## What you should do
Work through the records below and copy every line that includes "religious".

## Information given
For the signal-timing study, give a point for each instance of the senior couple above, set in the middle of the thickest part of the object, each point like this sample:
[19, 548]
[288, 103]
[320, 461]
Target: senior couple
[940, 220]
---
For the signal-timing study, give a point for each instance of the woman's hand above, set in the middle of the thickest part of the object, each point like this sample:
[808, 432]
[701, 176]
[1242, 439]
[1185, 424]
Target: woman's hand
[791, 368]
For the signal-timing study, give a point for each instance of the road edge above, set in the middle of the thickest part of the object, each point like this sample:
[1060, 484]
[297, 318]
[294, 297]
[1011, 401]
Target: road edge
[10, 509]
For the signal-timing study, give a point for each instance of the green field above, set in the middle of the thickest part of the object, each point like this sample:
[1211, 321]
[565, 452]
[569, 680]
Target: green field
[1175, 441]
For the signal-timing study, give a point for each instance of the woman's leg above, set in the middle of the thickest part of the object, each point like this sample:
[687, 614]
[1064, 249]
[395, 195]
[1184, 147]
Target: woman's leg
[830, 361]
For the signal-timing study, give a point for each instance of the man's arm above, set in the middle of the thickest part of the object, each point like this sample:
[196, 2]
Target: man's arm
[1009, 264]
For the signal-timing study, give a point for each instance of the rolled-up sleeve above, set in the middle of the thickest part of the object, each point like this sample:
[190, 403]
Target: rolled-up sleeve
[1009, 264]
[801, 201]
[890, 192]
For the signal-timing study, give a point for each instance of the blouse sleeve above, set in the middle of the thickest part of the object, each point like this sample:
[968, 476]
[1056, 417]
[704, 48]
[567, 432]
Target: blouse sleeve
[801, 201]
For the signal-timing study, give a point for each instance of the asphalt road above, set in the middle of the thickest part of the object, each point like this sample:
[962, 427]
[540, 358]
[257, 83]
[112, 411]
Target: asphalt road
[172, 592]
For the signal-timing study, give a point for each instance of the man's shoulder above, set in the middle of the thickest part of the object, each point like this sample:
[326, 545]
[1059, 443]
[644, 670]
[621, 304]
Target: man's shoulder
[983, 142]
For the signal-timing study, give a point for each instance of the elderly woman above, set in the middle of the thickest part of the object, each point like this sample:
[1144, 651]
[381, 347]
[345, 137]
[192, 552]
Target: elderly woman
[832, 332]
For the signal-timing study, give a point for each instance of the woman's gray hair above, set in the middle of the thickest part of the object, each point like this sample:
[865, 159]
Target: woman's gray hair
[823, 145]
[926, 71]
...
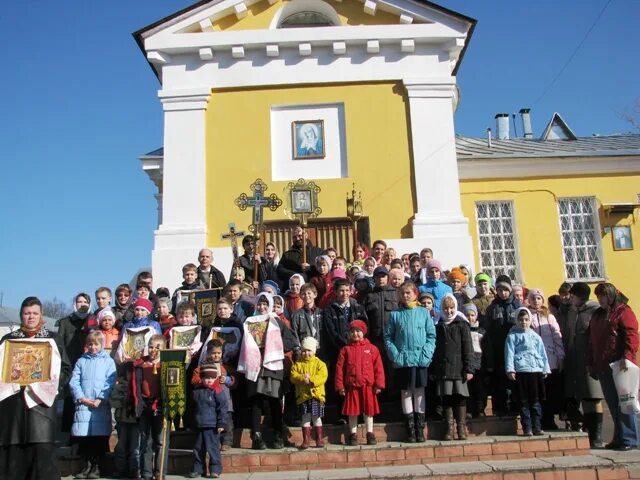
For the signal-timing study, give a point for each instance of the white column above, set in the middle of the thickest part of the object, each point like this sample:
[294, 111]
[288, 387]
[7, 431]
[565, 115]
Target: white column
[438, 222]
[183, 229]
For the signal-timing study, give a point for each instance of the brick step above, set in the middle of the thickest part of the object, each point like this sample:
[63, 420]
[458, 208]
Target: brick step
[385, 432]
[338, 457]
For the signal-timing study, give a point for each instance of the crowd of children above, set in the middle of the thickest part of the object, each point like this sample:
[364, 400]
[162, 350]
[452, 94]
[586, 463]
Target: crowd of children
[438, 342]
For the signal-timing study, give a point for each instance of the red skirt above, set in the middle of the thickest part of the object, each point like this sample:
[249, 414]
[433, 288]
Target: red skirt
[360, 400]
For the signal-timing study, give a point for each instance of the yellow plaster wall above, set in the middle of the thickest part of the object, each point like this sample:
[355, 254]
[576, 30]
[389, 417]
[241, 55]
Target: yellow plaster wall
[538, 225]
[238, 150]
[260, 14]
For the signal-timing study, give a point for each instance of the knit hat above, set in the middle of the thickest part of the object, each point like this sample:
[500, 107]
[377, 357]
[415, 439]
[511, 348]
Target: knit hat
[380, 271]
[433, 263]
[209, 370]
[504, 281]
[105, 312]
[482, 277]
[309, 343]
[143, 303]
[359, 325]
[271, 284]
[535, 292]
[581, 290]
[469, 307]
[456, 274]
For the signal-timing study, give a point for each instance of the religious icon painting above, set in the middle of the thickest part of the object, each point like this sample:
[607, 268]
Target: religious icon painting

## Response area
For the signal-timing study, give a point for each instance of the religious icon painting above, set in the middle of the thickest part of the object, each point like this sample:
Target: religious icon painting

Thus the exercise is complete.